__Task instructions__
#1 According to the mailing-list message, what names does the 2Q paper give its two lists?
#2 Transcribe a passage of the mailing-list message verbatim, starting at the words "I'm familiar with" and ending after the words "have prior art.".

__Text to read__
Re: Escaping the ARC patent

From: "Jonah H(dot) Harris" <jharris(at)tvi(dot)edu>
To: Tom Lane <tgl(at)sss(dot)pgh(dot)pa(dot)us>
Cc: pgsql-hackers(at)postgreSQL(dot)org
Subject: Re: Escaping the ARC patent
Date: 2005-02-03 22:37:51
Message-ID: 4202A7BF.5090505@tvi.edu
Views: Raw Message | Whole Thread | Download mbox | Resend email
Thread:
Lists: pgsql-hackers

I'm familiar with the 2Q algorithm. I also remember seeing, I believe,
a public domain 2Q implementation floating around somewhere.

Tom Lane wrote:

>I've been doing a bit of research on $subj, and coming to the conclusion
>that the ARC patent is a lot narrower than it might appear. In fact
>most of the parts of the algorithm that we actually want have prior art.
>I looked in particular at Johnson and Shasha's well-known "2Q" paper,
>published in 1994 (http://citeseer.ist.psu.edu/63909.html). This paper
>describes the use of two lists, which they call A1 and Am (as opposed to
>ARC's T1 and T2) but the basic principle is the same: a page goes into
>A1 on first use, and doesn't get to Am unless used a second time before
>aging out of the cache. 2Q also includes a list of pages that have
>recently been in the cache but no longer are. So the actually
>patentable parts of ARC are just some rather narrow decisions about the
>management of these lists, in particular the use of a target T1len to
>dynamically adapt the sizes of the lists. The 2Q paper proposes using
>fixed fractions of the total available space for each list --- and it
>includes statistics showing that the algorithm isn't excessively
>sensitive to the exact values used, so ARC's claimed "self tuning"
>advantage isn't all that great after all.

Excerpts from point annotation data

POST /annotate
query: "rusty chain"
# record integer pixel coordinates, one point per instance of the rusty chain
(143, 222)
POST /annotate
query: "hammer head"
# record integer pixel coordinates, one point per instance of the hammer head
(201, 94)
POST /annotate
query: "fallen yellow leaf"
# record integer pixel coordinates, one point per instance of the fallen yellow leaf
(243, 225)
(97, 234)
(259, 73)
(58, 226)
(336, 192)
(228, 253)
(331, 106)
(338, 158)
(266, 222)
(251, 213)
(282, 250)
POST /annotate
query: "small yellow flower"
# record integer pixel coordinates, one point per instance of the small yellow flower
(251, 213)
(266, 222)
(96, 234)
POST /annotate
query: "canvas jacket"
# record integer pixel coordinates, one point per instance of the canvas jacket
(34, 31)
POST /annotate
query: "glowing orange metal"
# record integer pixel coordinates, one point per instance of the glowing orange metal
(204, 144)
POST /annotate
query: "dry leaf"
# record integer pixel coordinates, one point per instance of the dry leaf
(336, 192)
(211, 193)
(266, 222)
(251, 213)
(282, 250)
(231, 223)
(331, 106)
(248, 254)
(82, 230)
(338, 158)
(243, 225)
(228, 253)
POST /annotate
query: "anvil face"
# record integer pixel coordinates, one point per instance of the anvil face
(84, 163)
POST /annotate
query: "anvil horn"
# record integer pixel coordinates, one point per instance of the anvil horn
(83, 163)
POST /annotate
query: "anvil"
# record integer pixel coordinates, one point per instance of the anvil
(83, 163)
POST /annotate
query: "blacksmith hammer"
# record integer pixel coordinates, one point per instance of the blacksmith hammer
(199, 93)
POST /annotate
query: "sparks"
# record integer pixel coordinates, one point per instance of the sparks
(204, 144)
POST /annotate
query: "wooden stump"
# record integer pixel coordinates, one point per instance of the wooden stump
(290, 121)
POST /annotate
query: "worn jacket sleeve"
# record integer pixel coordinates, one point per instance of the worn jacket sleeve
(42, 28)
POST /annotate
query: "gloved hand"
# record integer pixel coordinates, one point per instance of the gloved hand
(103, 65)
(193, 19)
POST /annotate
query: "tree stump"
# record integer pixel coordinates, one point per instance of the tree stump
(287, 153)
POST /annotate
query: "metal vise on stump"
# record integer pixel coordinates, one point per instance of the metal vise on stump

__Answers by task__
#1 A1 and Am.

#2
I'm familiar with the 2Q algorithm. I also remember seeing, I believe,
a public domain 2Q implementation floating around somewhere.

Tom Lane wrote:

>I've been doing a bit of research on $subj, and coming to the conclusion
>that the ARC patent is a lot narrower than it might appear. In fact
>most of the parts of the algorithm that we actually want have prior art.